Problem description: Reproduce every row below in full, shifting each coordinate pair that follows a "Target:" line by adding 94 to both numbers. Leave every other line unchanged.

++++

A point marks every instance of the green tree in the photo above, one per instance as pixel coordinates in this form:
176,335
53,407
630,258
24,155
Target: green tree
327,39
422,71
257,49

++++

Exercise response:
A point marks every instance of the green tree in the photo above, one per instance as pixel coordinates in this form:
176,335
53,407
630,258
24,155
Target: green tree
421,133
516,165
351,143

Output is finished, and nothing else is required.